TASK STATEMENT :: Copy the following records verbatim, line for line, keeping every character, number and comma unchanged.

RECORDS PROVIDED ::
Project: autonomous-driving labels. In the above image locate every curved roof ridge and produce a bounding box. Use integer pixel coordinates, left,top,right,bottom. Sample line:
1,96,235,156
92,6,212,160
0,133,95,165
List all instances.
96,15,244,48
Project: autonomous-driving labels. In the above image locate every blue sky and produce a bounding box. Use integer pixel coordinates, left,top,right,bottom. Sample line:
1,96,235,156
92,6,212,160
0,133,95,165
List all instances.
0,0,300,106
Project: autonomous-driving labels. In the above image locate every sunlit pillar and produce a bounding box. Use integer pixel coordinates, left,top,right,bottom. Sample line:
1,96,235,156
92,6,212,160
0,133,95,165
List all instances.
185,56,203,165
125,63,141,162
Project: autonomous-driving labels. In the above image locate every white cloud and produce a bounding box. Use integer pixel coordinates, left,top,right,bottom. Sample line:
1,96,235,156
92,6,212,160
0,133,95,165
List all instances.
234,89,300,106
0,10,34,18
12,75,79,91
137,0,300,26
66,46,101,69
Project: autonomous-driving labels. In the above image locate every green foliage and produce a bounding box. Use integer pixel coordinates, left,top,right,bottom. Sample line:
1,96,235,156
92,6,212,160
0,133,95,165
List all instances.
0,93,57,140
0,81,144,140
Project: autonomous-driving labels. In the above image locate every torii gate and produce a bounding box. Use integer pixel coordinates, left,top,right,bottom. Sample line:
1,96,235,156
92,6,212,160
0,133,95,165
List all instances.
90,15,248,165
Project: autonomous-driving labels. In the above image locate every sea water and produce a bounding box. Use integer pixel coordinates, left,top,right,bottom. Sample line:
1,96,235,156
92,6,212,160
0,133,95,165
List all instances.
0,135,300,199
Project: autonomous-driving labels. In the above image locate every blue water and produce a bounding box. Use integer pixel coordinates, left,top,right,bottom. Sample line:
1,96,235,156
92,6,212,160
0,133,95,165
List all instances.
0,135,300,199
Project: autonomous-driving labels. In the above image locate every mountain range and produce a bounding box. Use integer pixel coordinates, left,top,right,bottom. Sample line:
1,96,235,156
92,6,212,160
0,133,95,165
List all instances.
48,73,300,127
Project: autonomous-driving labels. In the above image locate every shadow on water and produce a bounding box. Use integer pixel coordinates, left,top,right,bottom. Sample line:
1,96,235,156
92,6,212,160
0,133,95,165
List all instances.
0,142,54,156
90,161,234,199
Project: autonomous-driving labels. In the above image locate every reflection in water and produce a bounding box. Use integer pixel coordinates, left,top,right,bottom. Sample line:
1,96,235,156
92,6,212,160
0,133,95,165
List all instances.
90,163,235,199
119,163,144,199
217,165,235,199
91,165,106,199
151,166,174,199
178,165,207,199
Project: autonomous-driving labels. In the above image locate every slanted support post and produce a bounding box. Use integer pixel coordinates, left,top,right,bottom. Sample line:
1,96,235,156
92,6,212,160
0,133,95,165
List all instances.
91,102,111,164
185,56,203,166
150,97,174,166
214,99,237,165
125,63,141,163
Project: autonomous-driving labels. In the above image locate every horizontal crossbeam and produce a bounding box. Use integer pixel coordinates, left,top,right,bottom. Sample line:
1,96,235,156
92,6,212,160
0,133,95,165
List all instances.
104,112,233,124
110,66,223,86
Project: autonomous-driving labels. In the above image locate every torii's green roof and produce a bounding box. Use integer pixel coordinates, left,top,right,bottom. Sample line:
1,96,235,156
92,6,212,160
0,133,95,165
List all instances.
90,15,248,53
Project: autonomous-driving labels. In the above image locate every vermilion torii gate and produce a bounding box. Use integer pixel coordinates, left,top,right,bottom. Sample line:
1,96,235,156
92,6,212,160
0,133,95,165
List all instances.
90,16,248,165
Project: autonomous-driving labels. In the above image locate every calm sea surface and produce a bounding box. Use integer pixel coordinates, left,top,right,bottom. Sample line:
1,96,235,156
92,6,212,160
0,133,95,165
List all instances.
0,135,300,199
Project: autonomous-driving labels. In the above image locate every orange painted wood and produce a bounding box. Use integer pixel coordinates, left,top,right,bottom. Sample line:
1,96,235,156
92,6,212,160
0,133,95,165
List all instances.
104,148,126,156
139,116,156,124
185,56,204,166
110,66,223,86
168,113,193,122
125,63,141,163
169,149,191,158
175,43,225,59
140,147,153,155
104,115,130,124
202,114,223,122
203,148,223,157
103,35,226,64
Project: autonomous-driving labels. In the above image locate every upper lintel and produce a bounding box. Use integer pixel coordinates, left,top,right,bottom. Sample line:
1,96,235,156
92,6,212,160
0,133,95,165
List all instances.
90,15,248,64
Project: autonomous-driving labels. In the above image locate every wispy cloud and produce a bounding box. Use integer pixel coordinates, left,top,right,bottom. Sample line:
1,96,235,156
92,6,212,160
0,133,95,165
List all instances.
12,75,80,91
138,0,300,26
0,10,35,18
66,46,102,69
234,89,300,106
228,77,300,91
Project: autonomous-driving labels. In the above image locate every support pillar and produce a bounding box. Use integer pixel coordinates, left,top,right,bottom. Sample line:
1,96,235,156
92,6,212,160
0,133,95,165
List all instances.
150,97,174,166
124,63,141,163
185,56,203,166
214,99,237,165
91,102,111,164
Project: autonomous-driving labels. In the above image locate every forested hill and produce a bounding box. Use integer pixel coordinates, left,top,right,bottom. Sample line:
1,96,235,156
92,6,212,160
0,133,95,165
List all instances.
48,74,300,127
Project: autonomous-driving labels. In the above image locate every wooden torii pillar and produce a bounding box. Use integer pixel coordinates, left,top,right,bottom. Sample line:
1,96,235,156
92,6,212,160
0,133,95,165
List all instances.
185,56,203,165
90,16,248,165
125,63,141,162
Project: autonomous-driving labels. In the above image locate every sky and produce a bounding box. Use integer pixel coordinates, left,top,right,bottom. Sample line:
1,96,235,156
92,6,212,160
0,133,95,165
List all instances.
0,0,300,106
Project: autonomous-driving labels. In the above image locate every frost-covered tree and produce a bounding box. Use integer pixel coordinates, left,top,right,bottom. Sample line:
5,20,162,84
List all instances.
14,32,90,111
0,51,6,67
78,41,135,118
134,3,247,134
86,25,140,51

TASK ANSWER ::
Project: autonomous-driving labels. In the above image locate every curved roof ridge and produce a bounding box. Use integer pixel coordinates, left,top,right,bottom. Sample line:
1,96,235,156
92,6,212,160
0,133,95,165
List all instances.
96,15,244,48
Project: autonomous-driving labels. In the above image locate every blue sky and produce a bounding box. Use integer pixel coordinates, left,top,right,bottom. Sample line:
1,96,235,156
92,6,212,160
0,133,95,165
List all instances.
0,0,300,106
Project: autonomous-driving labels. In the above image locate every sunlit pillar and produce a bounding box. Use integer pixel coordinates, left,top,right,bottom. Sample line:
1,96,235,156
92,6,212,160
0,133,95,165
List all instances.
185,56,203,165
125,63,141,162
Project: autonomous-driving labels. In the above image locate every white cloud and produce a bounding box. Use integer pixel coordinates, left,top,right,bottom. Sample line:
1,96,235,156
92,6,212,160
0,133,95,165
List all instances.
234,89,300,106
0,10,34,18
12,75,79,91
137,0,300,26
66,46,101,69
Project: autonomous-driving labels. In the above image locate every green foliage and produce a bounding box. Use integer pixel coordinates, left,top,right,bottom. Sample line:
1,96,235,156
92,6,212,160
0,133,95,165
List all instances.
0,93,57,140
0,81,144,140
Project: autonomous-driving labels. In the above image locate every torii gate and produce a bounding box. Use integer pixel coordinates, left,top,right,bottom. Sample line:
1,96,235,156
92,6,212,160
0,133,95,165
List all instances.
90,15,248,165
Project: autonomous-driving labels. In the above image locate every sea water and produce a bounding box. Use integer pixel coordinates, left,top,right,bottom. Sample line:
1,96,235,156
92,6,212,160
0,133,95,165
List all instances.
0,135,300,199
Project: autonomous-driving labels. In the above image locate every blue water and produce a bounding box. Use integer pixel coordinates, left,top,right,bottom. Sample line:
1,96,235,156
92,6,212,160
0,133,95,165
List all instances.
0,135,300,199
Project: autonomous-driving labels. In the above image locate every mountain range and produce a bounding box. Use integer pixel coordinates, left,top,right,bottom. Sample line:
1,96,235,156
92,6,212,160
0,133,95,165
List all instances.
48,73,300,127
Project: autonomous-driving labels. In the above image locate every shadow on water and produce a bounding box. Use integer pixel coordinates, left,top,right,bottom. Sample line:
1,96,235,156
92,6,212,160
0,133,95,165
List all instances.
0,142,54,156
90,161,234,199
Project: autonomous-driving labels. In the above image locate every reflection in water and produce a bounding box. Use integer pixel coordinates, left,top,right,bottom. Sample line:
1,96,235,156
92,6,212,160
0,133,95,165
List all instances.
90,163,235,199
119,163,144,199
217,165,235,199
91,165,106,199
151,166,174,199
178,165,207,199
Project: autonomous-driving labels. In the above image locate every slanted support post and produce a bounding box. Use integer pixel coordinates, left,top,right,bottom. Sample line:
1,96,235,156
92,6,212,160
0,133,95,165
List all instances.
91,102,111,164
185,56,203,166
150,97,174,166
214,99,237,165
125,63,141,163
Project: autonomous-driving labels. In the above image locate every horizontal crossbeam and produce a bounding box. Use integer pixel coordinates, left,top,right,bottom. Sample line:
1,96,235,156
92,6,212,160
0,133,95,165
List all instances.
104,112,233,124
110,66,223,86
Project: autonomous-driving labels. In the above image locate every torii's green roof and produce a bounding box. Use integer pixel coordinates, left,top,right,bottom. Sample line:
1,96,235,156
92,6,212,160
0,133,95,165
List all instances.
90,15,248,53
Project: autonomous-driving labels. In the above image locate every vermilion torii gate and produce a bounding box. Use integer pixel coordinates, left,top,right,bottom. Sample line:
1,96,235,156
92,6,212,160
0,133,95,165
List all instances.
90,16,248,165
Project: autonomous-driving labels. In the above image locate every calm sea surface and produce a bounding box. Use integer pixel coordinates, left,top,right,bottom. Sample line:
1,96,235,156
92,6,212,160
0,133,95,165
List all instances.
0,135,300,199
Project: autonomous-driving labels. In the above image locate every orange painted wood and produce a bounding box. Use integer pixel coordinates, left,top,right,bottom. Sample line:
1,96,235,156
92,6,212,160
0,133,95,165
List all instances.
104,148,126,156
139,116,156,124
185,56,204,166
110,66,223,86
168,113,193,122
125,63,141,163
169,149,191,158
175,43,225,59
140,147,153,155
104,115,130,124
202,114,223,122
203,148,223,157
103,35,226,64
Project: autonomous-driving labels. In the above image locate every upper lintel and produce a bounding box. Use integer pixel coordinates, left,top,right,bottom. Sample line:
1,96,235,156
92,6,212,160
0,133,95,165
List all instances.
90,15,248,64
Project: autonomous-driving labels. In the above image locate every wispy cloud and produce a bounding box. Use integer pixel coordinates, left,top,right,bottom. Sample line:
1,96,235,156
92,6,212,160
0,133,95,165
List all instances.
12,75,80,91
138,0,300,26
0,10,35,18
66,46,102,69
234,89,300,106
228,77,300,91
Project: autonomous-driving labels. In the above image locate every support pillar and produce a bounding box. Use integer pixel coordinates, left,top,right,bottom. Sample line:
1,96,235,156
92,6,212,160
0,133,95,165
List all instances.
150,97,174,166
124,63,141,163
185,56,203,166
214,99,237,165
91,102,111,164
Project: autonomous-driving labels. In the above image locate every forested hill and produce a bounding box. Use integer pixel coordinates, left,top,right,bottom. Sample line:
1,96,235,156
92,6,212,160
0,133,95,165
List all instances.
48,74,300,127
Project: autonomous-driving labels. In the above image locate every wooden torii pillar and produce a bounding box. Use integer pixel coordinates, left,top,right,bottom. Sample line:
1,96,235,156
92,6,212,160
0,133,95,165
List all instances.
185,56,203,165
90,16,248,165
125,63,141,162
Project: autonomous-driving labels. In the above image locate every sky and produce a bounding box. Use integer pixel coordinates, left,top,right,bottom. Sample line:
1,96,235,156
92,6,212,160
0,133,95,165
List all instances.
0,0,300,106
Project: autonomous-driving labels. In the above image locate every frost-covered tree and produce a bounding box. Use integer pixel coordinates, left,top,right,bottom. Sample line:
5,20,162,84
List all instances.
14,32,90,111
0,51,6,67
78,41,135,118
134,3,247,134
86,25,140,51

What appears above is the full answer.